◆ TASKS TO CARRY OUT:
A. Reproduce the part of the SIM-card tracking text that begins with the words "One problem, he" and stops after "and family members.".
B. Carry on the passage about NSA tracking of SIM cards, starting after its last sentence.

◆ DOCUMENT:
========================================

One problem, he explains, is that targets are increasingly aware of the NSA’s reliance on geolocating, and have moved to thwart the tactic. Some have as many as 16 different SIM cards associated with their identity within the High Value Target system. Others, unaware that their mobile phone is being targeted, lend their phone, with the SIM card in it, to friends, children, spouses and family members.
Some top Taliban leaders, knowing of the NSA’s targeting method, have purposely and randomly distributed SIM cards among their units in order to elude their trackers. “They would do things like go to meetings, take all their SIM cards out, put them in a bag, mix them up, and everybody gets a different SIM card when they leave,” the former drone operator says. “That’s how they confuse us.”

========================================

◆ DATASET EXCERPTS:
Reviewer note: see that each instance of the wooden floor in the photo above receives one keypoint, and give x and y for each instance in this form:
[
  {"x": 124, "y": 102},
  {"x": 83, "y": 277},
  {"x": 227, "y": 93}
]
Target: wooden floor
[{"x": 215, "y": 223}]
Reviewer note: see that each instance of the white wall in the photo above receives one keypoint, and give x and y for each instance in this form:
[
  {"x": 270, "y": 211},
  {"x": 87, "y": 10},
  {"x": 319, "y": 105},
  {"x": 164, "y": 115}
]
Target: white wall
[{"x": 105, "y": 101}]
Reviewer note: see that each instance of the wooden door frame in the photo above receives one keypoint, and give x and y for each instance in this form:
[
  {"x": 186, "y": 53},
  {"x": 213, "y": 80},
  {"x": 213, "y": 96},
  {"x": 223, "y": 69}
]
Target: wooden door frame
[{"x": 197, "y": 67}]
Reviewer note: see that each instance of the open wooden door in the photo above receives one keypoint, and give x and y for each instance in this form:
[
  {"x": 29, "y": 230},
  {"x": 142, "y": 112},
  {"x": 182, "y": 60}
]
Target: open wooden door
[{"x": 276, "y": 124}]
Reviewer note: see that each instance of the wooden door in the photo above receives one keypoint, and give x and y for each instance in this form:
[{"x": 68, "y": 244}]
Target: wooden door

========================================

◆ THE REPLIES:
A.
One problem, he explains, is that targets are increasingly aware of the NSA’s reliance on geolocating, and have moved to thwart the tactic. Some have as many as 16 different SIM cards associated with their identity within the High Value Target system. Others, unaware that their mobile phone is being targeted, lend their phone, with the SIM card in it, to friends, children, spouses and family members.

B.
What’s more, he adds, the NSA often locates drone targets by analyzing the activity of a SIM card, rather than the actual content of the calls. Based on his experience, he has come to believe that the drone program amounts to little more than death by unreliable metadata.You would think that someone like Rep. Rogers would be happy that we were trying to improve our targeting and to stop killing innocent people, but apparently making sure the people we target are actually guilty is just too much "red tape." But it hasn't stopped these killings. The source in the article notes that the "overwhelming majority" of the strikes they're doing these days are based almost entirely on the NSA's signals intelligence.
“People get hung up that there’s a targeted list of people,” he says. “It’s really like we’re targeting a cell phone. We’re not going after people – we’re going after their phones, in the hopes that the person on the other end of that missile is the bad guy.”
The report also reveals that the NSA has a program in which the drone itself has what's basically its own phone cell attached to the drone, in order to better target a particular phone (note: not person, but phone) when dropping a bomb. The report also reveals another program, this one from the CIA, called SHENANIGANS (really), that maps out WiFi networks from the sky and tries to suck up any data it can. When this program was used in Yemen, the mission was called (again, no joke) VICTORYDANCE.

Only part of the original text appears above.